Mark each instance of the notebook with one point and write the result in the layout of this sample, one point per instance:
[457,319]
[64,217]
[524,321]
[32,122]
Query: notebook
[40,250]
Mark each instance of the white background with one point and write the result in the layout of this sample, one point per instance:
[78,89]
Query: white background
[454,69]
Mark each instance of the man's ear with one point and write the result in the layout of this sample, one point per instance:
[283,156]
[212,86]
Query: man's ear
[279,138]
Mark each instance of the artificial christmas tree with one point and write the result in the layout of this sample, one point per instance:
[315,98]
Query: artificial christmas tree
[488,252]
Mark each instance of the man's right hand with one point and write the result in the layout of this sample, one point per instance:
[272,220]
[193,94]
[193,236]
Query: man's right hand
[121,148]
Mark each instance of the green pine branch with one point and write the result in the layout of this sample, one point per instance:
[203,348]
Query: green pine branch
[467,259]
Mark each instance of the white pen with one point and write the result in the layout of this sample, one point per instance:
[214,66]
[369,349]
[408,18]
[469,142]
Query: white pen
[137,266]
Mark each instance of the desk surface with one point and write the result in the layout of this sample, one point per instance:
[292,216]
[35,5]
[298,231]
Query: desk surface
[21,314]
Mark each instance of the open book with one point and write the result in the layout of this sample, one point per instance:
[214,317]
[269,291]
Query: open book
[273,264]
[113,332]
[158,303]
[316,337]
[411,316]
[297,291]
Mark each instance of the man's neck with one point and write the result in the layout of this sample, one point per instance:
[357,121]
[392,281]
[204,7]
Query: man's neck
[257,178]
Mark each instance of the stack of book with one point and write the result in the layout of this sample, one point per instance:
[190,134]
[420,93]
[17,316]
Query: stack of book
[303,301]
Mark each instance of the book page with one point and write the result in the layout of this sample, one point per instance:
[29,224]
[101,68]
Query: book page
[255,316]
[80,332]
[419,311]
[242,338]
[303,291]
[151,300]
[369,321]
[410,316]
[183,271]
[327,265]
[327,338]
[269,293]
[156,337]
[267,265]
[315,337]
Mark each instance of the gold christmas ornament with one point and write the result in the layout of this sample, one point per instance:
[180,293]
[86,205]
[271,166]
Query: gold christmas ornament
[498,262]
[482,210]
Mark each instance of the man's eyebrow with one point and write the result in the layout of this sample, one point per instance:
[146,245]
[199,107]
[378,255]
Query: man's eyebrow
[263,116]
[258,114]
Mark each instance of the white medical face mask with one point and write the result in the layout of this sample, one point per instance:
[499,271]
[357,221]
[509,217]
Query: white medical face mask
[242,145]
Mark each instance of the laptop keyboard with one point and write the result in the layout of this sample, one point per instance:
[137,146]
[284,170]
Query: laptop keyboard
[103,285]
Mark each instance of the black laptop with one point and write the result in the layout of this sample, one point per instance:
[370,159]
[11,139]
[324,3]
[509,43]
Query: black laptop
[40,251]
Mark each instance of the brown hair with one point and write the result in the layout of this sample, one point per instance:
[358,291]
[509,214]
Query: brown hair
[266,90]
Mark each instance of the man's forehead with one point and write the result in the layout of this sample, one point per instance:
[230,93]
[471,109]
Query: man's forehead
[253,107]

EXERCISE DESCRIPTION
Only an exact copy of the data above will do.

TASK OUTPUT
Mark each instance of the notebook with one point and write the result in the layout of this sample, one point per instance:
[457,319]
[64,217]
[524,321]
[32,122]
Query: notebook
[40,250]
Mark each instance of the white background with one point and write the result in the layout of this sample, one point per instance:
[78,89]
Query: white background
[454,69]
Mark each instance of the man's ear with one point and write the result in the layout of this sample, one point per instance:
[283,156]
[212,86]
Query: man's ear
[279,138]
Mark each instance of the artificial christmas tree with one point and write the result in the layout of this sample, one point per instance:
[315,98]
Query: artificial christmas tree
[488,252]
Mark each instance of the man's right hand with one point and write the result in the layout of this sample, one point per instance:
[272,220]
[193,94]
[193,236]
Query: man's right hand
[121,148]
Mark each instance of the green pine branch with one point and write the result in the layout of this sample, one point per instance:
[203,348]
Query: green pine branch
[467,259]
Mark each instance of the white pen with one point and write the result in the layout of this sample, one point per instance:
[214,66]
[369,349]
[408,18]
[469,142]
Query: white pen
[137,266]
Mark each instance of the desk surface with one point and write the result in the layout of this sample, one point per instance:
[292,216]
[35,5]
[298,231]
Query: desk surface
[21,314]
Mark each instance of the open book with one point and write the result in the layout of this sample, one point per instance:
[214,317]
[269,291]
Query: open book
[273,264]
[113,332]
[158,303]
[316,337]
[411,316]
[297,291]
Mark each instance of the man's neck with one point and write the result in the layout of this sample, one point per instance:
[357,121]
[392,281]
[204,7]
Query: man's neck
[257,178]
Mark each instance of the stack of book with one point and write the result in the layout of this sample, one point per instance:
[190,134]
[420,93]
[17,316]
Query: stack of book
[303,301]
Mark each instance of the book page with one point and write the result in the layout of this sample, one point per instance:
[29,224]
[101,68]
Query: book page
[255,316]
[80,332]
[419,311]
[242,338]
[303,291]
[151,300]
[369,321]
[410,316]
[183,271]
[327,265]
[327,338]
[269,293]
[156,337]
[267,265]
[315,337]
Mark each instance of the gold christmas ornament with one point and write the result in the layout of this sample, one point per instance:
[180,293]
[86,205]
[271,166]
Query: gold christmas ornament
[498,262]
[482,210]
Mark each instance of the man's eyebrow with one point and write the result in the layout of this sample, one point per instance:
[146,245]
[199,107]
[378,255]
Query: man's eyebrow
[263,116]
[258,114]
Mark each instance of the white medical face mask with one point and write the result in the layout of this sample, one point per instance:
[499,271]
[357,221]
[509,217]
Query: white medical face mask
[242,145]
Mark each instance of the laptop keyboard with one point and write the result in the layout of this sample, one point per instance:
[137,146]
[284,170]
Query: laptop keyboard
[103,285]
Mark each instance of the black laptop with one point and write the result in the layout of this sample, one point per instance:
[370,159]
[11,139]
[324,3]
[509,43]
Query: black laptop
[40,251]
Mark each instance of the brown hair with one point and write the result in the layout of this sample, one point per instance:
[358,291]
[509,214]
Query: brown hair
[266,90]
Mark each instance of the man's forehead with one point and write the result in the layout of this sample, one point per instance:
[230,93]
[471,109]
Query: man's forehead
[253,107]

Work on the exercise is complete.